# Goal of the exercise
Line by line, copy out the entries exactly and leave the pictures behind.

(Data excerpts)
******

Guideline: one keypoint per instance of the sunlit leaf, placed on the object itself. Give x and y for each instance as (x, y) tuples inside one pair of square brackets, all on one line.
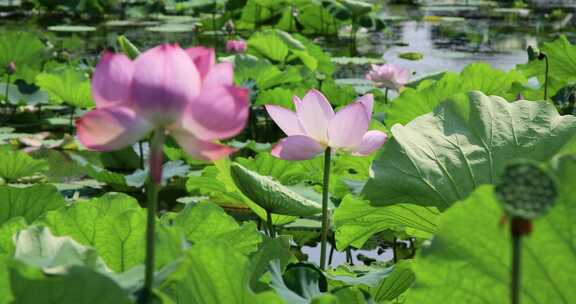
[(443, 156)]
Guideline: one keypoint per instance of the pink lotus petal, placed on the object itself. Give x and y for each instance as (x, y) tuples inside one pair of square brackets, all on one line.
[(204, 59), (219, 112), (348, 126), (371, 141), (285, 119), (368, 102), (111, 128), (314, 113), (220, 74), (165, 81), (297, 147), (199, 149), (236, 46), (112, 79)]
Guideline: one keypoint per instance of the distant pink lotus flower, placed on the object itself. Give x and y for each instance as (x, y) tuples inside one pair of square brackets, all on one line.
[(388, 76), (236, 46), (315, 126), (182, 92)]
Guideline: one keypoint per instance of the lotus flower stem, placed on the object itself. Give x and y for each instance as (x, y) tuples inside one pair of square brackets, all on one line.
[(71, 120), (270, 224), (7, 86), (331, 255), (141, 154), (154, 184), (394, 251), (544, 57), (325, 221), (386, 96), (515, 287), (516, 228), (349, 256)]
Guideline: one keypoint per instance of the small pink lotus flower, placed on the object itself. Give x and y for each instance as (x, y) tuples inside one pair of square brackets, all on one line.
[(183, 92), (236, 46), (315, 126), (11, 68), (388, 76)]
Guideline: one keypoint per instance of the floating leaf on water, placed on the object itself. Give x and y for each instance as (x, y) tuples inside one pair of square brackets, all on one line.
[(357, 60), (28, 202), (71, 28), (172, 28), (15, 165), (414, 56)]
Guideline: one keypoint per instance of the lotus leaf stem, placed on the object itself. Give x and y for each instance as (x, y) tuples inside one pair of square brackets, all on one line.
[(325, 221)]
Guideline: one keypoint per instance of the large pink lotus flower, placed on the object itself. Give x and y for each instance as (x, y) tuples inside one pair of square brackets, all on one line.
[(183, 92), (236, 46), (315, 126), (388, 76)]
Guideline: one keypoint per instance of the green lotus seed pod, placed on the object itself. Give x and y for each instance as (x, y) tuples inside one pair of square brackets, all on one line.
[(526, 190), (272, 195)]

******

# Solution
Guideline: one keypoint per instance of the sunlit leaf, placed on the object itself. Give x and y for each instance as (x, y) tuples inside one pair of square brackets, all on one line.
[(443, 156)]
Guideline: one keypoint per instance of the pink lotus petal, placed on the object itself. Give x and y for each instance as (x, y) tuples inside one pair of square brackets, all on one line.
[(204, 59), (219, 112), (348, 126), (371, 141), (285, 119), (368, 102), (111, 128), (314, 113), (220, 74), (165, 81), (297, 147), (199, 149), (236, 46), (112, 79)]
Guideline: one keypoint per instance of the distant pink lotus flower, placed on the object itself. Give x and y for each instance as (x, y) tuples inside one pair of square brackets, all on one line.
[(388, 76), (236, 46), (315, 126), (182, 92)]
Guideline: one keypoint per instance of the lotus flower stem, placed on the object itself. Give x and y for each instance as (x, y) tuples inside one pair of square brackets, all on one line.
[(71, 120), (270, 224), (7, 86), (331, 255), (141, 154), (154, 184), (394, 251), (544, 57), (325, 221), (386, 96), (515, 287), (516, 228), (349, 256)]
Guideline: one keypoint per instance of the small pink lotus flower, placed on the object itself. Give x and y for each instance as (x, y) tuples inside one pair of square brackets, all on one line.
[(183, 92), (236, 46), (315, 126), (11, 68), (388, 76)]
Guideline: one keypoint per instance of the floating leaf on water, placed on the object itself. Give x and y for each instance as (x, y) tuples inside one pair of square brackets, all on one line.
[(357, 60), (28, 202), (71, 28), (172, 28), (15, 165), (414, 56)]
Guideline: one keypoint per instance of the lotus leaf stem, placed on the object itself. Give x and y for each instance as (x, y) tuples inside one pair of square brackets, all on one line.
[(325, 221)]
Guideline: one keypoint per instance of the large pink lotus flower, placed on the object itself. Give x and y for each instance as (x, y) tuples inside one pair of square brackets, all on one line.
[(183, 92), (236, 46), (315, 126), (388, 76)]
Guideline: one keypoint per instance of the green lotus seed pod, placed on the object itself. Give x and y for each instance as (x, y) tuples inside one pair of square brackets, all on one line.
[(526, 190), (272, 195)]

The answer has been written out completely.